(Collection entries)
>>>

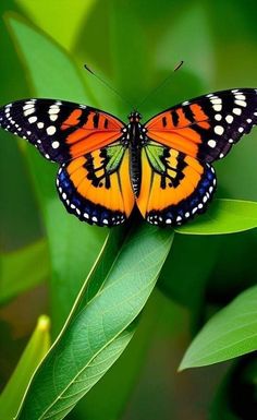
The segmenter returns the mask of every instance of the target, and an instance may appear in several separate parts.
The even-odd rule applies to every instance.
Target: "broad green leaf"
[[[257,203],[217,199],[204,215],[191,224],[175,228],[183,235],[225,235],[257,227]]]
[[[187,349],[180,370],[229,360],[257,349],[257,286],[212,316]]]
[[[79,72],[72,58],[46,35],[9,14],[8,26],[27,74],[33,95],[88,101]],[[49,238],[51,265],[51,319],[53,335],[60,331],[72,303],[90,271],[107,230],[82,224],[60,202],[54,178],[57,165],[28,147],[28,161]]]
[[[84,307],[77,301],[81,310],[36,372],[19,419],[62,419],[105,374],[131,339],[172,239],[146,224],[127,235],[97,295]]]
[[[40,264],[38,264],[40,261]],[[0,304],[46,280],[50,274],[46,240],[0,255]]]
[[[164,298],[163,293],[155,289],[139,319],[134,338],[112,369],[68,416],[69,420],[120,418],[145,367],[152,338],[159,334],[160,315],[167,315],[167,305],[170,308],[170,301]],[[166,316],[163,317],[167,320]],[[178,325],[175,316],[171,316],[170,321]],[[125,377],[125,381],[121,381],[121,377]]]
[[[16,415],[35,369],[50,348],[49,328],[48,316],[41,315],[10,381],[0,395],[1,419],[13,420]]]

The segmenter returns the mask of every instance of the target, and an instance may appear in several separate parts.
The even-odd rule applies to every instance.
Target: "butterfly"
[[[24,99],[0,108],[0,127],[60,165],[68,212],[112,227],[136,205],[161,227],[206,211],[217,180],[211,164],[257,123],[257,89],[222,91],[169,108],[145,124],[65,100]]]

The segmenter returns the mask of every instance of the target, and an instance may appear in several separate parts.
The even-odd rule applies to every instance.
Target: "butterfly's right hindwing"
[[[134,207],[128,152],[119,142],[63,164],[57,185],[68,212],[89,224],[120,225]]]

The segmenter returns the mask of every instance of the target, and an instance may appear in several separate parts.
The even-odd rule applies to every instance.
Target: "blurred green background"
[[[136,106],[184,60],[143,104],[146,120],[197,95],[254,87],[256,15],[256,1],[240,0],[2,0],[1,105],[52,97],[97,106],[126,121],[130,107],[88,74],[84,63]],[[3,387],[37,316],[49,313],[53,336],[60,331],[107,230],[69,216],[56,194],[57,167],[23,141],[3,131],[0,135]],[[257,201],[256,139],[254,130],[216,164],[218,196]],[[255,260],[255,230],[175,237],[137,339],[69,418],[209,418],[228,365],[179,375],[176,369],[208,316],[256,284]],[[127,383],[125,389],[119,389],[119,381]],[[238,413],[237,408],[232,411]]]

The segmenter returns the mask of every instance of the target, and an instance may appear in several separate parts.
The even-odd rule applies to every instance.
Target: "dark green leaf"
[[[183,235],[224,235],[257,227],[257,203],[217,199],[195,221],[175,228]]]
[[[210,319],[187,349],[180,370],[204,367],[257,349],[257,286]]]
[[[40,261],[40,264],[38,264]],[[46,240],[0,255],[0,304],[46,280],[50,262]]]

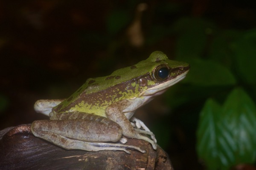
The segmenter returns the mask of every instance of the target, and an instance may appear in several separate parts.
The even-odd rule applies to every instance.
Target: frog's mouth
[[[188,72],[189,72],[189,70],[186,71],[183,74],[179,75],[171,80],[168,80],[153,87],[148,88],[140,93],[140,95],[145,96],[161,95],[167,90],[168,88],[185,78]]]

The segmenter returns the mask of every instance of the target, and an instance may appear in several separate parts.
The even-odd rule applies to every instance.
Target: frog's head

<<<

Written request – Number each line of the data above as a list, skipping blank lines and leaving out the pictures.

Solution for this task –
1. The segmenter returns the mask of every instance of the target, and an instance may appear in several separate parts.
2. The even-odd rule applies to every instance.
3. Target: "broad green leaf"
4. [[[257,203],[217,199],[204,215],[191,224],[175,228],[183,235],[225,235],[257,227]]]
5. [[[187,349],[180,370],[229,360],[257,349],[257,286],[212,316]]]
6. [[[79,72],[72,58],[46,35],[9,14],[8,26],[27,74],[33,95],[88,101]],[[49,238],[51,265],[51,319],[53,335],[60,331],[72,303],[90,271],[107,230],[82,224],[60,202],[54,178],[57,165],[28,147],[28,161]]]
7. [[[84,307],[77,301],[81,310],[36,372],[19,419],[62,419],[105,374],[131,339],[172,239],[146,224],[127,235],[97,295]]]
8. [[[40,264],[38,264],[40,261]],[[0,304],[46,280],[50,274],[46,240],[0,255]]]
9. [[[164,298],[163,293],[155,289],[139,319],[134,338],[112,369],[68,416],[69,420],[120,418],[145,367],[152,338],[159,334],[160,315],[167,315],[167,305],[170,308],[170,301]],[[166,316],[163,317],[167,320]],[[178,325],[175,316],[171,316],[170,321]],[[125,377],[125,381],[121,381],[121,377]]]
10. [[[16,415],[35,369],[50,348],[49,328],[48,316],[41,315],[10,381],[0,395],[1,419],[13,420]]]
11. The segmenter returns the mask of every instance of the target, and an instance may appear in several separate parts.
12. The even-odd rule applies to every instance.
13. Target: "butterfly"
14. [[[24,99],[0,108],[0,127],[60,165],[68,212],[112,227],[136,205],[161,227],[206,211],[217,180],[211,164],[257,123],[257,89],[222,91],[169,108],[145,124],[65,100]]]
15. The segmenter returns the mask of every instance of the target, and an instance may appear in several separate parts.
16. The even-odd rule applies to every instance.
17. Target: "butterfly's right hindwing"
18. [[[134,207],[128,152],[119,142],[63,164],[57,185],[68,212],[89,224],[120,225]]]
19. The segmenter returns the mask of every instance of the target, and an instance may appear in several separate parts.
20. The even-odd rule applies to every instance.
21. Target: "blurred green background"
22. [[[136,106],[184,60],[143,104],[146,120],[197,95],[254,87],[256,15],[256,1],[240,0],[2,0],[1,105],[52,97],[97,106],[126,121],[130,107],[88,74],[84,63]],[[3,387],[37,316],[49,313],[53,336],[60,331],[107,230],[69,216],[56,194],[57,167],[23,141],[3,131],[0,135]],[[257,201],[256,139],[254,130],[216,164],[218,196]],[[255,260],[255,230],[175,237],[137,339],[69,418],[209,418],[228,365],[179,375],[176,369],[208,316],[256,284]],[[127,383],[125,389],[119,389],[119,381]],[[238,413],[237,408],[232,411]]]
23. The segmenter returns the mask of every instance of the target, and an instance may appear in several separate parts.
24. The even-odd rule applies to every instance.
25. Target: "dark green leaf"
26. [[[183,235],[224,235],[257,227],[257,203],[217,199],[195,221],[175,228]]]
27. [[[210,319],[187,349],[180,370],[204,367],[257,349],[257,286]]]
28. [[[40,261],[40,264],[38,264]],[[46,240],[0,255],[0,304],[46,280],[50,262]]]
29. The segmenter returns the mask of every instance of the target, and an instance may appear in several separate parts.
30. The even-odd rule applies to every instance.
31. Target: frog's mouth
32. [[[188,72],[189,72],[189,70],[186,71],[183,74],[179,75],[171,80],[168,80],[153,87],[148,88],[140,93],[140,95],[145,96],[161,95],[167,90],[168,88],[185,78]]]
33. The segmenter returns the mask of every instance of the target, and an instance may appear in several separate parts.
34. The even-odd rule applies to every instance.
35. Target: frog's head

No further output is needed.